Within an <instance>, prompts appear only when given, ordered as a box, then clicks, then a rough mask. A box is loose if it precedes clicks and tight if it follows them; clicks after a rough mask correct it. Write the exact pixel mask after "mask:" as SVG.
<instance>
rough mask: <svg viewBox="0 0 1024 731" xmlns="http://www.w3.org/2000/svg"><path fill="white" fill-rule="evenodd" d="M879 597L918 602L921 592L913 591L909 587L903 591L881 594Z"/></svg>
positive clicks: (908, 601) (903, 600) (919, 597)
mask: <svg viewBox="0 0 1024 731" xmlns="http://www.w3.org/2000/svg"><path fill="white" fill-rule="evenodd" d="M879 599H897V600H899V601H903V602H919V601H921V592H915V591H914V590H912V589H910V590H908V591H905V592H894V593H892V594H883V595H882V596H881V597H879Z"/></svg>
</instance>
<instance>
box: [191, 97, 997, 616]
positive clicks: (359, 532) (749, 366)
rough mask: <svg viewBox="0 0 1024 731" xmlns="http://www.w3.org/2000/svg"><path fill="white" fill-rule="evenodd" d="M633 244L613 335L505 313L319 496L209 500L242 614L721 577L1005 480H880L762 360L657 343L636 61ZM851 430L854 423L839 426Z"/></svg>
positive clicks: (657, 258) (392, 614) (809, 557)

◇ ◇ ◇ ◇ ◇ ◇ ◇

* [Task item]: Reproduce the material word for word, starting from its first line and ending with the line that contains "positive clicks: (908, 601)", including that line.

* [Response to the task]:
Within an <instance>, prompts appear only when given, ordered as a box, then clicks, then a rough mask. A box is loose if it precedes clicks and tight if it follows them; clicks after a rough mask correct it. Write the exact pixel mask after "mask:" as SVG.
<instance>
rough mask: <svg viewBox="0 0 1024 731" xmlns="http://www.w3.org/2000/svg"><path fill="white" fill-rule="evenodd" d="M879 597L918 602L921 592L913 591L909 587L903 591L881 594Z"/></svg>
positive clicks: (908, 601) (903, 600) (919, 597)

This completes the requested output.